* Quoted passage *

(begin)

This August at The Fintech Times, we’re looking to highlight some of the amazing things fintechs are doing around the world. We are always hearing about the ‘latest groundbreaking innovation doing good for the community’, but are these innovations doing good for those in an already advantageous position, or are they helping make the financial world more accessible?
Great strides have been made toward financial inclusion yet close to one-third of adults – 1.7 billion – are still unbanked, according to The World Bank. Research by The Inclusion Foundation shows that 1.23 million of the UK’s citizens are unbanked.
In the second part of our focus on how to improve access to affordable financial services to all, we share more industry insight on the topic. You can read part one here.
Neobanks are the ‘way forward’
Raghunandan G. is co-founder and CEO at Zolve, the cross-border neobank. Unsurprisingly, he sees neobanks are one of the emerging solutions to help the unbanked become banked as they can ‘help consumers address their individual financial needs better and plan for improved spending habits going forward’.

(end)

Reproduce, word for word, the part of the financial inclusion article that opens with "This August at" and closes with "world more accessible?".

* Listed entries *

(begin)

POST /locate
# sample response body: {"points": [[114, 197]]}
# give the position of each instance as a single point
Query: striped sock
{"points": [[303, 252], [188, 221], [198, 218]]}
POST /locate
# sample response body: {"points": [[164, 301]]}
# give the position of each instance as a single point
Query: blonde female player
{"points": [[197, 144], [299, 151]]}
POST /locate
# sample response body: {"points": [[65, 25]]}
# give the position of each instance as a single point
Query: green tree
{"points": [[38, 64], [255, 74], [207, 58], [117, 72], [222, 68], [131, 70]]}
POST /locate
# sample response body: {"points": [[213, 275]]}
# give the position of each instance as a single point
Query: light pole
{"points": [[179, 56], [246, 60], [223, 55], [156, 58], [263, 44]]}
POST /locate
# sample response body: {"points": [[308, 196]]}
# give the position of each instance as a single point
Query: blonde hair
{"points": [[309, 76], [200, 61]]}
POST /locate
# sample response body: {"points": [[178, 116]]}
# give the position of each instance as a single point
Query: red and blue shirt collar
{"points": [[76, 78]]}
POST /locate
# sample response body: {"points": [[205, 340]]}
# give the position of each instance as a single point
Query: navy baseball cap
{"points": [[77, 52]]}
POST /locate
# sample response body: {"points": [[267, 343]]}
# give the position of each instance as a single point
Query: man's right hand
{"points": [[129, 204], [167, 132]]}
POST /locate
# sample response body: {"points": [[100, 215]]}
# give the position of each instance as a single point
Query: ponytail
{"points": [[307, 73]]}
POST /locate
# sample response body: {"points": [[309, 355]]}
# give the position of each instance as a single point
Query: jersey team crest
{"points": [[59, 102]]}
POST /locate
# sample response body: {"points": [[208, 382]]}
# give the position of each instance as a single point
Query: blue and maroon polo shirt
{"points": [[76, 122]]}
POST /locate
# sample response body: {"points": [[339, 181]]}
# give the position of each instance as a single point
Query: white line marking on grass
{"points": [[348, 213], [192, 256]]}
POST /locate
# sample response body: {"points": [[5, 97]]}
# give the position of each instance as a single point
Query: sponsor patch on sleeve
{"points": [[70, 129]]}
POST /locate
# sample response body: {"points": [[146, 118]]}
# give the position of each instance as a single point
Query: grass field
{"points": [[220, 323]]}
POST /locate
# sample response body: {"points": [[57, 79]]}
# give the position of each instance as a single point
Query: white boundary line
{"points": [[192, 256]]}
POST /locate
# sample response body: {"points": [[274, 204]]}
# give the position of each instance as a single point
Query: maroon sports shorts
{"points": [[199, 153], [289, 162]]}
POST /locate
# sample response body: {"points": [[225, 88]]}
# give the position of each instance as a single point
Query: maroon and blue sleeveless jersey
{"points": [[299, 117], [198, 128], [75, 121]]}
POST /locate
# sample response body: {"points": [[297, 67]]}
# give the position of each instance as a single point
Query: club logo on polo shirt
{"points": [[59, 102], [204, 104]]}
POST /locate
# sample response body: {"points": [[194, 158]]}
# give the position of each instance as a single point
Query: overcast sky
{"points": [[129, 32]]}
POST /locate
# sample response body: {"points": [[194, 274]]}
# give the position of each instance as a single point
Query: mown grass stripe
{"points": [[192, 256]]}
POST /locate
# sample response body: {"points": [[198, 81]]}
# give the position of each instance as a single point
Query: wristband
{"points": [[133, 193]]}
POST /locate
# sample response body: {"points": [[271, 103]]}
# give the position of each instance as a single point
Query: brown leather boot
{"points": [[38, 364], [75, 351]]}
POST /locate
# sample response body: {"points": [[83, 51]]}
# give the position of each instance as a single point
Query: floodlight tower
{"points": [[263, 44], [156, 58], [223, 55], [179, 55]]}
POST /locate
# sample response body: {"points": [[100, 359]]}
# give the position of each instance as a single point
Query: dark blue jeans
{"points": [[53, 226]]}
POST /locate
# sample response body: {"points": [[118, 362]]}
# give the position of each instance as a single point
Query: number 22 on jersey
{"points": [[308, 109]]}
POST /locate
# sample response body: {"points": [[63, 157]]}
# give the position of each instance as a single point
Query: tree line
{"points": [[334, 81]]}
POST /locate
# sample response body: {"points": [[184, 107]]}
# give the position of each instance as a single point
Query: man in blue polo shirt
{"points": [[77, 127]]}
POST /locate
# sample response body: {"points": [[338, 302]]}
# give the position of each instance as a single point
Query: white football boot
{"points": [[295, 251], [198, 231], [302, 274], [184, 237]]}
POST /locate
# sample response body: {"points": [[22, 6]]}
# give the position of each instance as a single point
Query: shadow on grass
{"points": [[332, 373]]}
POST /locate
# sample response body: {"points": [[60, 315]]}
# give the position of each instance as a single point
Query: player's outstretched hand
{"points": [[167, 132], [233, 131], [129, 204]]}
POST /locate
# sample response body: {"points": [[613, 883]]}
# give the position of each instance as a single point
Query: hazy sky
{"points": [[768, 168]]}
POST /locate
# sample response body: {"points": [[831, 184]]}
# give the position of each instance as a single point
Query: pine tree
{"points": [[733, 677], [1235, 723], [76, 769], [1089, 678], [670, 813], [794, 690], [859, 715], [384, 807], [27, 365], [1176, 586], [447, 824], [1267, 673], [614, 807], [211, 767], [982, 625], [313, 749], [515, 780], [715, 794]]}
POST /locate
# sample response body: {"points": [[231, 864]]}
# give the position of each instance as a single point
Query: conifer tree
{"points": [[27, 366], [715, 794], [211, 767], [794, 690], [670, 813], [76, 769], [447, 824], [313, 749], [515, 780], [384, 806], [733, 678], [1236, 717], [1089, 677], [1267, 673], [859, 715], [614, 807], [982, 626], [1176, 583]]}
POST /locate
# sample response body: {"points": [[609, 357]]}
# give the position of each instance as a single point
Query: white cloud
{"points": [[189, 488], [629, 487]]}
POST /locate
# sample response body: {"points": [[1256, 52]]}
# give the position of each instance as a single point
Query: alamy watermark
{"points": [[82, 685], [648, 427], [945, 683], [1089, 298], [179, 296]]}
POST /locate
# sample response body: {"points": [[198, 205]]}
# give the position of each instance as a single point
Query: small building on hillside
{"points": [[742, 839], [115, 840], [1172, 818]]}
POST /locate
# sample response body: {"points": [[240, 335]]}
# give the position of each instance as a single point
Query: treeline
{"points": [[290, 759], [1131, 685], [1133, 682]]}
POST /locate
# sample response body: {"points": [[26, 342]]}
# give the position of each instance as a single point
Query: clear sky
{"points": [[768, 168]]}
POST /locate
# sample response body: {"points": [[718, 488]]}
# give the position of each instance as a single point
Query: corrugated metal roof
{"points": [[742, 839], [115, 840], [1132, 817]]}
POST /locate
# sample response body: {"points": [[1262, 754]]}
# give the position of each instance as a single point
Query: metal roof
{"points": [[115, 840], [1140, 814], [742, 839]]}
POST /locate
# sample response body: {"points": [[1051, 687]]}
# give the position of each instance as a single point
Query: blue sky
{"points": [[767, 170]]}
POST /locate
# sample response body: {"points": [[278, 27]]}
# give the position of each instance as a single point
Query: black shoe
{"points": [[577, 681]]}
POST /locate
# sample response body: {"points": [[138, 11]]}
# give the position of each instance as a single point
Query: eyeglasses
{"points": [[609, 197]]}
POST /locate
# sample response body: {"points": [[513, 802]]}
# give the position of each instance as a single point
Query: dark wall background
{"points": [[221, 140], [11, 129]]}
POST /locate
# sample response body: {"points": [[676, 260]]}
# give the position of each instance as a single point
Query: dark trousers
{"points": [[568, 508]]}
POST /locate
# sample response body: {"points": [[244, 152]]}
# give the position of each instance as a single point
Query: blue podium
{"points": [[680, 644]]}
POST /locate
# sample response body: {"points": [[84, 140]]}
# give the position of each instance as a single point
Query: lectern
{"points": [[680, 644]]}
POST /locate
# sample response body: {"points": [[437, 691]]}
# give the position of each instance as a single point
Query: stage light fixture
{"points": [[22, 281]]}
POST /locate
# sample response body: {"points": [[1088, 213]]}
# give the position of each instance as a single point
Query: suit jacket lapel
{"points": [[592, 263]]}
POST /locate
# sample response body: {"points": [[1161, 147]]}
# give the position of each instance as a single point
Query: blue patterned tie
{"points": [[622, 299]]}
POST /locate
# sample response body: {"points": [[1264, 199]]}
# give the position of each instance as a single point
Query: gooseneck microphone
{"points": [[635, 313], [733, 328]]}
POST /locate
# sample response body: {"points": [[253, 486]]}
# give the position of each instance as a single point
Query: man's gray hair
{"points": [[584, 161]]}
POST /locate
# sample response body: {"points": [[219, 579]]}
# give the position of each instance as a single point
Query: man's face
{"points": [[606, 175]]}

(end)

* Written reply *
This August at The Fintech Times, we’re looking to highlight some of the amazing things fintechs are doing around the world. We are always hearing about the ‘latest groundbreaking innovation doing good for the community’, but are these innovations doing good for those in an already advantageous position, or are they helping make the financial world more accessible?